• Document extract:
--- START ---
UOW academic awarded research grant to improve communication with people with dementia
Associate Professor Lyn Phillipson recognised by the dementia centre for research collaboration
The Dementia Centre for Research Collaboration (DCRC) has awarded University of Wollongong (UOW) Associate Professor Lyn Phillipson a research grant for a project which helps enhance communication between people with dementia and their care providers.
The Implementing Research Evidence into Practice Grant, worth $50,000, is intended to support the implementation into practice of an existing dementia product or program that has previously been developed and piloted.
Professor Phillipson’s project Adaption, implementation and evaluation of the ‘Talking Mats for Supported Home Care Planning’ intervention for people with dementia focuses on training and studying the use of ‘Talking Mats’ within two aged care providers to promote greater engagement of people with dementia in the active planning of what supports they want from their ‘consumer directed’care packages.
Talking Mats, developed by speech and language pathologists at the University of Stirling in Scotland, are a visual tool to aide thinking and provide support for people with communication difficulties to express their views about things that matter to them. The mats can be physical or digital and use picture symbols to help people communicate. They can have a positive impact on the quality of life of people with dementia.
Associate Professor Lyn Phillipson and Dr Louisa Smith use a Talking Mat.
Professor Phillipson, an award-winning public health academic in the School of Health and Society, says she is delighted to be awarded the DCRC grant.
“I’m honoured to receive this grant and about the potential of Talking Mats to enhance communication between people with dementia and their Home Care Package providers,” Professor Phillipson said.
“I am one of only a few accredited Talking Mats trainer in Australia and this grant allows me to use my role to promote their use to aid care planning and improve care outcomes for people with dementia who receive Home Care to help them stay at home.
“It can be really challenging for people with dementia to communicate their preferences, especially regarding their care, and Talking Mats provide a way to do this.
“We already have evidence from research that Talking Mats can enhance the ability of people with dementia to communicate – so the challenge now is how we can support Talking Mats to become part of the toolkit used in the everyday practice of home care providers.”
The research project will specifically explore what barriers and enablers exist to make Talking Mats part of aged care providers everyday care planning practices – and what benefits are experienced from their use by people with dementia, their carers and the providers.
Associate Professor Lyn Phillipson.
Professor Phillipson was one of seven grant recipients of the Implementing Research Evidence into Practice Grant 2020.
Funded by the Australian government, the DCRC’s primary research focal points within the broader topic of dementia research are prevention, assessment and diagnosis, intervention and treatment, living with dementia and care.
Professor Belinda Goodenough, Dr Kate Williams and Dr Louisa Smith (UOW), Dr Craig Sinclair (USNW), and Prof Lee-Fay Low (USyd) are investigators on the research team. Whiddon, Bluehaven Care and Talking Mats Ltd are also partners in the research project.
--- END ---
• Material provided:
--- START ---
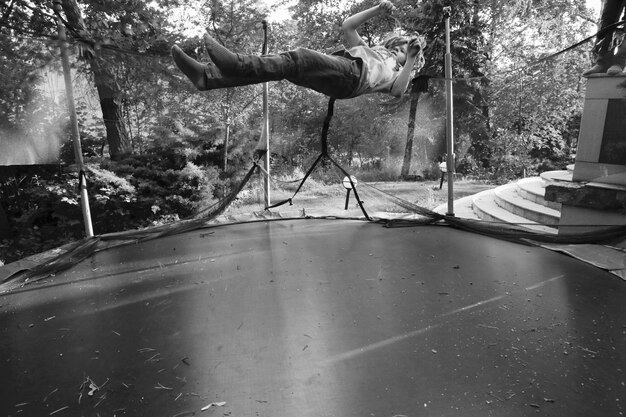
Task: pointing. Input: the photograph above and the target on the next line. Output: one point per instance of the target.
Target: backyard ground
(376, 197)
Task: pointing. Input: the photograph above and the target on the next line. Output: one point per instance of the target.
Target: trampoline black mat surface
(317, 318)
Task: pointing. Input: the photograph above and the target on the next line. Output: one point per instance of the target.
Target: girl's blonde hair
(394, 39)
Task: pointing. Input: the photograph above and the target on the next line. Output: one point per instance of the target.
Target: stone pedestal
(596, 197)
(601, 155)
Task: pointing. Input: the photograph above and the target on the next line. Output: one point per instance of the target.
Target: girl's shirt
(379, 69)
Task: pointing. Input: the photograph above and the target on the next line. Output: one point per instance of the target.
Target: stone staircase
(521, 203)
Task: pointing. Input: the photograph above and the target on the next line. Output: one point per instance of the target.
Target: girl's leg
(610, 14)
(334, 76)
(204, 76)
(190, 67)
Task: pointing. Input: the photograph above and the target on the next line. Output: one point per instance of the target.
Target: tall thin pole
(78, 153)
(450, 163)
(266, 129)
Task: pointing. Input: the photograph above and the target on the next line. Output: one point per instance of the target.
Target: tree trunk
(5, 227)
(420, 85)
(108, 91)
(110, 103)
(408, 150)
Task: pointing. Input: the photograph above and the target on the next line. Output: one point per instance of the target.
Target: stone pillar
(596, 197)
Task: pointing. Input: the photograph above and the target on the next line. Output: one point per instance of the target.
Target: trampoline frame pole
(78, 153)
(266, 129)
(450, 163)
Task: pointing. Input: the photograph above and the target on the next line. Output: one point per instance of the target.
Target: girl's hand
(414, 47)
(386, 7)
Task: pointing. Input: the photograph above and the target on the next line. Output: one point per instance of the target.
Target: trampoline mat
(317, 318)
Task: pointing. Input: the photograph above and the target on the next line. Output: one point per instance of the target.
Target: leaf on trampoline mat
(220, 404)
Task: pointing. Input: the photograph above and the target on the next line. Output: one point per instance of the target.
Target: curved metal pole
(78, 153)
(450, 163)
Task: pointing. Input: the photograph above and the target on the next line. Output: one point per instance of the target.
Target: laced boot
(603, 62)
(619, 60)
(204, 76)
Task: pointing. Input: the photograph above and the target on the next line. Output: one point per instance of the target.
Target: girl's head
(398, 44)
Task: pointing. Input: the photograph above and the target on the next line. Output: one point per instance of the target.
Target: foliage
(516, 107)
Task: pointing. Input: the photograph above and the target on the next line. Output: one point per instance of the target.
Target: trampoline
(317, 317)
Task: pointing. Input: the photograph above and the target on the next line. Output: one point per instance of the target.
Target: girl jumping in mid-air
(352, 72)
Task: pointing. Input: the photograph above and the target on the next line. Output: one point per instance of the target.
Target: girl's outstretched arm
(351, 36)
(404, 77)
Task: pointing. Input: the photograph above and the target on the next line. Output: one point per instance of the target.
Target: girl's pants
(333, 75)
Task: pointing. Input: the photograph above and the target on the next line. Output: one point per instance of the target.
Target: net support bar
(450, 163)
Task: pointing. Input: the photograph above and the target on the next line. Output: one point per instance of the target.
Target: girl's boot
(619, 60)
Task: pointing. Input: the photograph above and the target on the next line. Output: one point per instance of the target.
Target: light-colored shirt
(379, 71)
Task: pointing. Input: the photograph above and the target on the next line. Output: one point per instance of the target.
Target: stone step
(487, 209)
(534, 189)
(507, 197)
(556, 176)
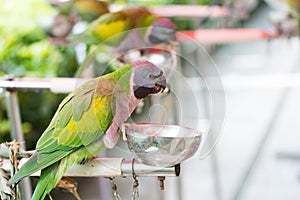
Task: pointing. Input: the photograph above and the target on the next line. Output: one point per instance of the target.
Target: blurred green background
(26, 52)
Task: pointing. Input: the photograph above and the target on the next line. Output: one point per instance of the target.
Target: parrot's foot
(69, 185)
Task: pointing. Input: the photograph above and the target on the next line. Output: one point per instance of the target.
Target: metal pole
(111, 167)
(16, 133)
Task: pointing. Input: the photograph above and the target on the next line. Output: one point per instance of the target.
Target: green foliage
(25, 51)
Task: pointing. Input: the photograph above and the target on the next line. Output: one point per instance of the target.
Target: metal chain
(114, 188)
(135, 190)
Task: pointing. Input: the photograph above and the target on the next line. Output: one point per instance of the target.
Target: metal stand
(17, 133)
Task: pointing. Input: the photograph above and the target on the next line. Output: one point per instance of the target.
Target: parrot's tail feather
(49, 178)
(33, 165)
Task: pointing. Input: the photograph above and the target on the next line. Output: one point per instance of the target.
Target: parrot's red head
(147, 79)
(163, 30)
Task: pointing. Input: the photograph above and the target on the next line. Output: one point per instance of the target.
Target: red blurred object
(221, 36)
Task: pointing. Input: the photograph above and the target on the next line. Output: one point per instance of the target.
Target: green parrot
(88, 120)
(295, 11)
(127, 29)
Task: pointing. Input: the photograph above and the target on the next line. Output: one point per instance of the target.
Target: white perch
(55, 85)
(111, 167)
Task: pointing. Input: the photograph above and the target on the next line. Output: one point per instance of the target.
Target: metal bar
(249, 82)
(55, 85)
(111, 167)
(183, 10)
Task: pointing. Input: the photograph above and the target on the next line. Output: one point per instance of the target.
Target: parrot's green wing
(82, 117)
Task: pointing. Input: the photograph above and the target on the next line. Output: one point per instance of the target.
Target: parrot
--- END ---
• Problem to solve:
Please answer these questions from the article on the Talking Mats research grant:
1. How much is the Implementing Research Evidence into Practice Grant worth?
2. At which university were Talking Mats developed?
3. How many people received the Implementing Research Evidence into Practice Grant 2020?

• Written reply:
1. $50,000
2. The University of Stirling in Scotland
3. Seven